» PROBLEM TO SOLVE
Please output every one of the items below, unchanged and in full.

» Excerpts from a location annotation dataset
────────────────────────────────────────

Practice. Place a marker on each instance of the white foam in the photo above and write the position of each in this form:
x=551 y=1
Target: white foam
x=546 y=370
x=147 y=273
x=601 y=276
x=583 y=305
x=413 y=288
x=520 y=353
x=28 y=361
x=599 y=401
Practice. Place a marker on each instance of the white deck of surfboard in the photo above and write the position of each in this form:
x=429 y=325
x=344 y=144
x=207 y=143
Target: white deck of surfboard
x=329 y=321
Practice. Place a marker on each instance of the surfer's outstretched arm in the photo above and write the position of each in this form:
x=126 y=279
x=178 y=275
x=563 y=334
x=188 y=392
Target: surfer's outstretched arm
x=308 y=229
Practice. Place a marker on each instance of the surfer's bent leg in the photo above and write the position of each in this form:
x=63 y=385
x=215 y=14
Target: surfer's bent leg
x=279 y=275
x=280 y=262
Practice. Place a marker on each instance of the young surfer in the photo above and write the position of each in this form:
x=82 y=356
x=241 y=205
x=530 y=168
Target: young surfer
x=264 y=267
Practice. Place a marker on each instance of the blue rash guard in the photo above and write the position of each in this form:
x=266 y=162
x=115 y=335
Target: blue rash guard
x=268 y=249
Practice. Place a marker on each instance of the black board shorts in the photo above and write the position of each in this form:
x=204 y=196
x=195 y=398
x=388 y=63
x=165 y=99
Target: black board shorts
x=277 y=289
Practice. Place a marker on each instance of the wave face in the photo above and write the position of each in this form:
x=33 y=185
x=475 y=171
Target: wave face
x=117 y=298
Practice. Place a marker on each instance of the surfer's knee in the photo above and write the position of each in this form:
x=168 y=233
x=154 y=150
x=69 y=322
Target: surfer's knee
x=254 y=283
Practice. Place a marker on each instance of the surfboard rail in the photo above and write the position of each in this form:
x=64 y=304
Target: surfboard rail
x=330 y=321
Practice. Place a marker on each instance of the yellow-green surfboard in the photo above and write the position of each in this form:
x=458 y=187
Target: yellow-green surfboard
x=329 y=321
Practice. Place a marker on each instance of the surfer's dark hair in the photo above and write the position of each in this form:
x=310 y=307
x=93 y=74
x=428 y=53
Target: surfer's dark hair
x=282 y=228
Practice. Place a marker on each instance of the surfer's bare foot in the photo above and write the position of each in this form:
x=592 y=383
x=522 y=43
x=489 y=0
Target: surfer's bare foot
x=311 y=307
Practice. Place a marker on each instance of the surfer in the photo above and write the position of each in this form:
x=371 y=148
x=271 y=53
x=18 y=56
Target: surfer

────────────────────────────────────────

» WRITTEN RESPONSE
Practice. Place a marker on each instance of the white foam in the photo above and write the position of each in this form:
x=551 y=1
Target: white foam
x=546 y=370
x=147 y=273
x=601 y=276
x=583 y=305
x=413 y=288
x=520 y=353
x=28 y=361
x=599 y=401
Practice. Place a marker on each instance of the white deck of surfboard in the photo above and write the position of each in this form:
x=429 y=325
x=344 y=144
x=207 y=143
Target: white deck of surfboard
x=329 y=321
Practice. Place a marker on each instance of the surfer's outstretched arm in the photo above and write the position of each in this form:
x=126 y=279
x=178 y=275
x=563 y=334
x=188 y=392
Target: surfer's outstretched arm
x=308 y=229
Practice. Place a marker on each instance of the surfer's bent leg in the photo above and write the position of each in this form:
x=63 y=385
x=215 y=14
Target: surfer's bent leg
x=279 y=275
x=280 y=262
Practice. Place a marker on each instance of the young surfer in the photo above and write the position of each in this form:
x=82 y=356
x=241 y=205
x=530 y=168
Target: young surfer
x=264 y=267
Practice. Place a marker on each instance of the blue rash guard in the photo above and write the position of each in this form:
x=266 y=162
x=115 y=335
Target: blue rash guard
x=268 y=249
Practice. Place a marker on each instance of the black board shorts in the photo above and write the position of each in this form:
x=204 y=196
x=195 y=398
x=388 y=63
x=165 y=99
Target: black board shorts
x=277 y=289
Practice. Place a marker on each instance of the wave face in the photo above and write the position of each in this form:
x=33 y=185
x=475 y=171
Target: wave face
x=117 y=298
Practice. Place a marker on each instance of the surfer's knee in the photo above and write the position of each in this form:
x=168 y=233
x=154 y=150
x=69 y=322
Target: surfer's knee
x=254 y=283
Practice. Place a marker on each instance of the surfboard rail in the photo above and write the position of each in this form:
x=64 y=304
Target: surfboard rail
x=330 y=321
Practice. Place a marker on each instance of the yellow-green surfboard in the photo above and write the position of each in this form:
x=458 y=187
Target: yellow-green surfboard
x=329 y=321
Practice. Place a marker on each instance of the surfer's dark hair in the photo above and write the position of each in this form:
x=310 y=307
x=93 y=74
x=428 y=53
Target: surfer's dark hair
x=282 y=228
Practice. Place a marker on each instance of the surfer's bare foot in the photo above and write the position of each in this form:
x=592 y=383
x=522 y=43
x=489 y=0
Target: surfer's bare foot
x=311 y=307
Practice. Place a marker on each instance of the surfer in the photo above and write the position of each in this form:
x=371 y=148
x=271 y=53
x=18 y=56
Target: surfer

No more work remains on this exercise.